LIST OF TASKS:
1. From the Israel–Iran war passage, list every missile or missile-defense system that nations worry about depleting, along with the country each belongs to.
2. According to the Israel–Iran war passage, which towns were reported to have been struck by Iranian missiles?

Israel also bombed an Iranian gas facility resulting in huge fires and pollution. Strikes against Iranian and Israeli nuclear facilities pose a risk of significant radiation release. Just yesterday (Sunday) it was reported that Iranian missiles struck the towns of Dimona and Arad, close to a major Israeli nuclear research facility.

Several nations are concerned about depleting their missile and drone stockpiles, including the U.S.’s Tomahawk missiles, France’s MICA missiles, and Israel’s “Iron Dome” missile interception system so vital to its defense. Rather than winding the war down, shortages may lead combatants to seek more bang for the buck via more devastating weapons, as Iran has already threatened. Israel is not a large country. Despite its military prowess its vulnerabilities pertaining to size and population are far greater than Iran’s.

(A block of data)
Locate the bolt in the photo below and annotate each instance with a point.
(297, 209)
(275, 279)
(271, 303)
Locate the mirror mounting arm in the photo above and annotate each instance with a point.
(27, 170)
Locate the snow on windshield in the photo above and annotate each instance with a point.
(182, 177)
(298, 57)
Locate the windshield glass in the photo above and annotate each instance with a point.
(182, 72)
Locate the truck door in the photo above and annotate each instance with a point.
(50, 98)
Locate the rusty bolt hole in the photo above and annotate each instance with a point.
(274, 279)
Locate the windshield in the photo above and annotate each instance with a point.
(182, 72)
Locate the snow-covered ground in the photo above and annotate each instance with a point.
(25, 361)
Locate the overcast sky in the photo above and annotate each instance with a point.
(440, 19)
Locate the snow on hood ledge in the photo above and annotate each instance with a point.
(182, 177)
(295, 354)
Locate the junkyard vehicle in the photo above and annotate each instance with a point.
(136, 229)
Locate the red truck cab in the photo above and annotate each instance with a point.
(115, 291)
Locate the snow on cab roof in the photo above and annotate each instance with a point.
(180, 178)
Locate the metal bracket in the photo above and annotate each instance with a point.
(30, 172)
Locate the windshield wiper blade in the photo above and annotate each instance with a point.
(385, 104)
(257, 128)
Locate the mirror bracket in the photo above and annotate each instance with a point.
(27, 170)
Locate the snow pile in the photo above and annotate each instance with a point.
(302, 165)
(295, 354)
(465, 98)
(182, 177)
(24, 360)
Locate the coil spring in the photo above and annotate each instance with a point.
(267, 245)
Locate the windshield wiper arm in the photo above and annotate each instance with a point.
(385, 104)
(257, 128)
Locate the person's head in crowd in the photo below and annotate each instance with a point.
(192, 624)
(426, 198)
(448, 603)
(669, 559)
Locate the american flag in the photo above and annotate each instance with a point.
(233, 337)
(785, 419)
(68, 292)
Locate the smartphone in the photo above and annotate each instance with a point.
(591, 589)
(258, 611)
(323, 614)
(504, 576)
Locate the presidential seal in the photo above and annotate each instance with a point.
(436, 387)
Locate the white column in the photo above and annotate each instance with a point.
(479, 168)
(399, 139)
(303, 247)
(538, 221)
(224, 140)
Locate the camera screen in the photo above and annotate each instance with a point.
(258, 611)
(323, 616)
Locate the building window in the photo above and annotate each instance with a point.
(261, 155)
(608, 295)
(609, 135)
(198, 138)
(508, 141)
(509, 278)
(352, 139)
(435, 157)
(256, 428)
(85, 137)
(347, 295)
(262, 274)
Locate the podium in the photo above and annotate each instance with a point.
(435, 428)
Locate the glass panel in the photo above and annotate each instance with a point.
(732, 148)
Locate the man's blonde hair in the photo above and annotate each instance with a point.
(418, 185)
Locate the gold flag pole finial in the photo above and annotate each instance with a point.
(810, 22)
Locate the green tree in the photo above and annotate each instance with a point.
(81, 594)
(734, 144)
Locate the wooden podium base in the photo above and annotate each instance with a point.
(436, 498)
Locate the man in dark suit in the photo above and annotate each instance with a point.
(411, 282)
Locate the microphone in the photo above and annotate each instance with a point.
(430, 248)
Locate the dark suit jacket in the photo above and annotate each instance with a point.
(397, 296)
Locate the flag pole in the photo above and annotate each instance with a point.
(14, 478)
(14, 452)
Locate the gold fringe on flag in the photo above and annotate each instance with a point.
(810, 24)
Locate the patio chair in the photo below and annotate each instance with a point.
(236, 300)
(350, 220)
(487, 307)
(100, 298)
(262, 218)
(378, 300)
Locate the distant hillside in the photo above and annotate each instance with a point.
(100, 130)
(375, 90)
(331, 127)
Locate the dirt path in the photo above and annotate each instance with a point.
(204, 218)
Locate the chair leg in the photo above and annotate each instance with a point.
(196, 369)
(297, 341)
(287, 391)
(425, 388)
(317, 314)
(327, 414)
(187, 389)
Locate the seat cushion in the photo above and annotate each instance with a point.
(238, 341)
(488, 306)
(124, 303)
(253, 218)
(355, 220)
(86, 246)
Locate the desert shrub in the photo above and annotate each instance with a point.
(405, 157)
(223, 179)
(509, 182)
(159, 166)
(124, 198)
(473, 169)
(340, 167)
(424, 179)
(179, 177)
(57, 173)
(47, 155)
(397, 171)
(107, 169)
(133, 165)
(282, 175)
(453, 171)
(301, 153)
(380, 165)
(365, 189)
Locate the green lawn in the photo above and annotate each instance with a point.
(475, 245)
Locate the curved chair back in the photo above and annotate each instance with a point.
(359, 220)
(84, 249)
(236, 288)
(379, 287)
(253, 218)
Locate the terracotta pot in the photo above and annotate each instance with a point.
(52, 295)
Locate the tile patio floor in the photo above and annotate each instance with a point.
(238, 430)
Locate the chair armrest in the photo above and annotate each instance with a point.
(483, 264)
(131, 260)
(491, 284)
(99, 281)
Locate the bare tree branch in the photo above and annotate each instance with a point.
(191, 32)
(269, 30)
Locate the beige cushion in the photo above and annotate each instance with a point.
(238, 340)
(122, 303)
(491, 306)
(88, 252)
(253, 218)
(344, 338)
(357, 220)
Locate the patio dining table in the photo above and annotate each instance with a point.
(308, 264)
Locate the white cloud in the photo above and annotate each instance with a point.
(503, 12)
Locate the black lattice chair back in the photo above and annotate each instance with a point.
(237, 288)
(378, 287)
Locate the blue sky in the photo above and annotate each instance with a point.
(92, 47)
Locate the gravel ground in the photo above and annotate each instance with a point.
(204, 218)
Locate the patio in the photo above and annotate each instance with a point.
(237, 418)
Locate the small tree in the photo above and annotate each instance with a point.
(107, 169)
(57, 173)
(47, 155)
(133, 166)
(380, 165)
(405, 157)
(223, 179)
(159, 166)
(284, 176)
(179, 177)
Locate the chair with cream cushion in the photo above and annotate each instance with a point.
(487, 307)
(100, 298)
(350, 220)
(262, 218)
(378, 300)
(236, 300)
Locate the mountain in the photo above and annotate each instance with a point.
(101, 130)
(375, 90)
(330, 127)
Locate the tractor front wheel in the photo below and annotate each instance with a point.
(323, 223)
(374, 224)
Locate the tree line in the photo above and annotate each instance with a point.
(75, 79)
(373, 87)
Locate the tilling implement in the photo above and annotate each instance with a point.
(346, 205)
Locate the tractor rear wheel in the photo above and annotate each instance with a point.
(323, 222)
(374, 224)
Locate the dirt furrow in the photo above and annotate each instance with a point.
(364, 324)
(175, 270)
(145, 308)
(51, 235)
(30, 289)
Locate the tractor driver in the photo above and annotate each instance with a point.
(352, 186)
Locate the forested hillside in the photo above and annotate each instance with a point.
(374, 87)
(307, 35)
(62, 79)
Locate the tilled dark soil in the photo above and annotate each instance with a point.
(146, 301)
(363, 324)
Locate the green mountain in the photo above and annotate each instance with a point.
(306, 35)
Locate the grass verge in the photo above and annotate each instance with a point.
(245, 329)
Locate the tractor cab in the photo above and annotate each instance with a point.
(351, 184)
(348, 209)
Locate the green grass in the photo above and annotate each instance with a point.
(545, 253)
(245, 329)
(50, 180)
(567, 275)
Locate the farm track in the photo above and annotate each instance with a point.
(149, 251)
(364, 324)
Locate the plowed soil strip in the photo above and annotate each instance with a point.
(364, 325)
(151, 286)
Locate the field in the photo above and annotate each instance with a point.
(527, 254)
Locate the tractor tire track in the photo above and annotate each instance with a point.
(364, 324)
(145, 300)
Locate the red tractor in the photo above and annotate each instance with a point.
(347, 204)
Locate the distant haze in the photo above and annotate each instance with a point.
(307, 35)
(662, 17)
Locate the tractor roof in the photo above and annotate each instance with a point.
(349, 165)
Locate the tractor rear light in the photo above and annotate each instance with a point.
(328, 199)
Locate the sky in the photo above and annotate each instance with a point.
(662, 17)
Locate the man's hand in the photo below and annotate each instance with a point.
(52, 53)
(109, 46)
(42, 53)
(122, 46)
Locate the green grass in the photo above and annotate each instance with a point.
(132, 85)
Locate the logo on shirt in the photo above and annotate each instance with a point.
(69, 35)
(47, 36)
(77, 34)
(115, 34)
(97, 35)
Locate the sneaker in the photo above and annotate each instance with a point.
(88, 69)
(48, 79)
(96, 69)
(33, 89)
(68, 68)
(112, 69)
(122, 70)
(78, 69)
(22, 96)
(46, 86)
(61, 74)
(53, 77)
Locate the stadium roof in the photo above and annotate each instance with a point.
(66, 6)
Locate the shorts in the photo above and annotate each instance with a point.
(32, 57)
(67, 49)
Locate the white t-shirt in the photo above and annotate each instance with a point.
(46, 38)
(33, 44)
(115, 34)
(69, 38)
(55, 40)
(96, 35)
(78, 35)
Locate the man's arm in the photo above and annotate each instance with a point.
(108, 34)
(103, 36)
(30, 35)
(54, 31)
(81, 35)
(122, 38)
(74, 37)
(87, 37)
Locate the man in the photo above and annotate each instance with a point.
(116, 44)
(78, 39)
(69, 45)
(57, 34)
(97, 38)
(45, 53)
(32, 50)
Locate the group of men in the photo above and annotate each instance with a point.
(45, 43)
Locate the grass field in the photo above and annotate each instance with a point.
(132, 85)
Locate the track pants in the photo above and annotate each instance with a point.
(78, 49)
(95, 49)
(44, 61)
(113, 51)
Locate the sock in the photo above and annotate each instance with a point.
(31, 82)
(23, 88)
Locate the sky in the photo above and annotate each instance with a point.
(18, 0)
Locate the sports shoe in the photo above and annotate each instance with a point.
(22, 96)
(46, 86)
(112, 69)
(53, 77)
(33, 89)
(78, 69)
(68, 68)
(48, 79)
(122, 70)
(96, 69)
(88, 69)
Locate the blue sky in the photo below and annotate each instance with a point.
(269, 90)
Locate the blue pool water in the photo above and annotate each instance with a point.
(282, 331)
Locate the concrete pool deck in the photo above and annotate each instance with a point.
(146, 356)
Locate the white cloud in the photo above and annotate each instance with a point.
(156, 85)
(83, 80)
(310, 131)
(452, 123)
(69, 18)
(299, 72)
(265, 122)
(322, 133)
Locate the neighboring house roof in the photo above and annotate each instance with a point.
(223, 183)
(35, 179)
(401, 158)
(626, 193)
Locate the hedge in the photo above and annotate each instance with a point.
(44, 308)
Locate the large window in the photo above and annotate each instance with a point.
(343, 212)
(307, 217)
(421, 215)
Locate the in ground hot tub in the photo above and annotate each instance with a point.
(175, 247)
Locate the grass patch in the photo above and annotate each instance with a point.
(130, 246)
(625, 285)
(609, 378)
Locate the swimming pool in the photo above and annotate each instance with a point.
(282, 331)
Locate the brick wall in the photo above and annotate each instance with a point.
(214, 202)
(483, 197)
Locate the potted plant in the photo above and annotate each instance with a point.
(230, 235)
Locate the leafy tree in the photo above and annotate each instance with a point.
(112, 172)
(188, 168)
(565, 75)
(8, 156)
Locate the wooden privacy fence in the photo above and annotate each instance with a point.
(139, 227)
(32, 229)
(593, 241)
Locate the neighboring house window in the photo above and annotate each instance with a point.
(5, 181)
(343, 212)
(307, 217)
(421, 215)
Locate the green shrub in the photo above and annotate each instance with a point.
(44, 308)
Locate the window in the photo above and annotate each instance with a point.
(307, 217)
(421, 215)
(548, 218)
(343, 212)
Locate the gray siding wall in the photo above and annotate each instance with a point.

ANSWERS FOR THIS EXERCISE:
1.
- Tomahawk missiles (U.S.)
- MICA missiles (France)
- "Iron Dome" missile interception system (Israel)

2. Dimona and Arad.